What the task asks: The whole listing must be printed again without any alteration.

Provided records:
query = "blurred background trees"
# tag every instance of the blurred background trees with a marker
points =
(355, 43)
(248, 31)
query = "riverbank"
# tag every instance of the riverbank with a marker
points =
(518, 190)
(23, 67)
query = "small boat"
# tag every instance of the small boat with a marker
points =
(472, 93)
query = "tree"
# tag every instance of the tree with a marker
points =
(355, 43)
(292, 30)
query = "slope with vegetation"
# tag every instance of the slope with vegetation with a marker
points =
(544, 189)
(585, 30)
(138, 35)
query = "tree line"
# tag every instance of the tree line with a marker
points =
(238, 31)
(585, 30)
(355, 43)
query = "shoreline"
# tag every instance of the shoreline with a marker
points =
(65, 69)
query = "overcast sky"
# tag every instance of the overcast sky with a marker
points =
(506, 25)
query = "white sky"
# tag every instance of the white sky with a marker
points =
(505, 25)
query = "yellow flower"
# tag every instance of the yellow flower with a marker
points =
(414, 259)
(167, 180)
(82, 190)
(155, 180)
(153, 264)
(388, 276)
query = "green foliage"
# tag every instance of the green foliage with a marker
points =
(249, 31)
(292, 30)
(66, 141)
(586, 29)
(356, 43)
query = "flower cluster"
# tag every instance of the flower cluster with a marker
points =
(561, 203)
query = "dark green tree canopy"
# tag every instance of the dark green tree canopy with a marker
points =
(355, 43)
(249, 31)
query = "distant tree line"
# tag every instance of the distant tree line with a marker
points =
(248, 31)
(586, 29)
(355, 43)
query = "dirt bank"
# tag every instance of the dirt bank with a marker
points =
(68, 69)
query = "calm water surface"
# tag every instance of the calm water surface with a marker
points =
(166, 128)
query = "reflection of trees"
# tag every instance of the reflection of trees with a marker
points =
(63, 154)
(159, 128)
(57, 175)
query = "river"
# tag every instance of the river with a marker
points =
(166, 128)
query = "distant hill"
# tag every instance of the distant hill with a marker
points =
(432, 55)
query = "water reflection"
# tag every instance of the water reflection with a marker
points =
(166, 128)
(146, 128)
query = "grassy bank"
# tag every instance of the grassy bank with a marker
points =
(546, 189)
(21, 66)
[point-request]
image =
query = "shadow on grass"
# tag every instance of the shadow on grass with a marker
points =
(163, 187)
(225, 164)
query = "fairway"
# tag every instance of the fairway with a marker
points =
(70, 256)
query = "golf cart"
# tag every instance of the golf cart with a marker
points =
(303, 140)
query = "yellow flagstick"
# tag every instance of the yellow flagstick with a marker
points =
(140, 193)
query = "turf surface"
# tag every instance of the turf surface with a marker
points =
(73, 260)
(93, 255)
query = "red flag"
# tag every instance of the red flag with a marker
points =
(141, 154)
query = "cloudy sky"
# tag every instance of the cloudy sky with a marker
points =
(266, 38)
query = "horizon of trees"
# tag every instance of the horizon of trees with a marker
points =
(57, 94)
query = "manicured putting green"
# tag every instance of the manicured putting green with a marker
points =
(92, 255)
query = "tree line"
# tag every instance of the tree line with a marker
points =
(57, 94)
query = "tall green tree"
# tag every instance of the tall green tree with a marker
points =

Result of the exercise:
query = "blurred background trees"
# tag every instance of the blurred background trees with a marker
points =
(355, 43)
(248, 31)
query = "riverbank"
# tag every instance of the riverbank with a marker
points =
(518, 190)
(23, 67)
query = "small boat"
# tag every instance of the small boat with a marker
points =
(472, 93)
query = "tree"
# tag every instance of the tree with a marker
points =
(355, 43)
(292, 30)
query = "slope with vegetation"
# tag every instance of the slope with vegetation with a marker
points =
(544, 189)
(585, 30)
(138, 35)
query = "tree line"
# tag every instance of the tree line with a marker
points =
(238, 31)
(585, 30)
(355, 43)
query = "shoreline"
# tag every instance of the shoreline with a marker
points =
(65, 69)
query = "overcast sky"
# tag every instance of the overcast sky with a marker
points =
(506, 25)
query = "white sky"
# tag every instance of the white sky with a marker
points =
(505, 25)
query = "yellow flower"
# tag every instance of the yellow flower with a marker
points =
(414, 259)
(167, 180)
(82, 190)
(155, 180)
(153, 264)
(388, 276)
query = "green foliage"
# tag every instance of the green foliage with a marker
points =
(249, 31)
(292, 30)
(66, 141)
(586, 29)
(356, 43)
query = "flower cluster"
# tag every instance of the flower cluster with a marker
points =
(561, 203)
query = "dark green tree canopy"
# tag every instance of the dark green tree canopy with a marker
points =
(355, 43)
(249, 31)
query = "distant tree line"
# tag every instance of the distant tree line with a marker
points =
(248, 31)
(586, 29)
(355, 43)
query = "dirt bank"
# tag every instance of the dirt bank with a marker
points =
(68, 69)
query = "calm water surface"
# tag every instance of the calm water surface with a marker
points =
(166, 128)
query = "reflection of trees"
# tag every instance of the reflection of trees with a marker
points =
(63, 154)
(159, 128)
(57, 175)
query = "river"
# tag every instance of the river with a marker
points =
(166, 128)
query = "distant hill"
# tag every instance of the distant hill with a marker
points =
(432, 55)
query = "water reflection"
# tag every instance of the water reflection with a marker
points =
(166, 128)
(146, 128)
query = "grassy bank"
# tag every instance of the grassy bank with a marker
points =
(546, 189)
(21, 66)
[point-request]
image =
query = "shadow on grass"
# tag every instance of the shadow on grass with a marker
points =
(163, 187)
(225, 164)
query = "fairway"
# tag every instance of the fairway with a marker
points =
(70, 256)
query = "golf cart"
# tag every instance of the golf cart with a marker
points =
(303, 140)
query = "yellow flagstick"
# tag every instance of the yellow flagstick with a marker
points =
(140, 193)
query = "turf surface"
# tag every instance of the turf surface with a marker
points =
(73, 260)
(93, 255)
query = "red flag"
# tag every instance of the red flag with a marker
points =
(141, 154)
query = "cloudy sky"
# tag every instance of the cloudy sky with a marker
points =
(266, 38)
query = "horizon of trees"
# tag every instance of the horizon of trees with a marker
points =
(57, 94)
query = "manicured putting green"
# tag every instance of the manicured putting green with a marker
points =
(92, 255)
query = "tree line"
# tag every instance of the tree line with a marker
points =
(57, 94)
query = "tall green tree"
# tag every instance of the tall green tree with a marker
points =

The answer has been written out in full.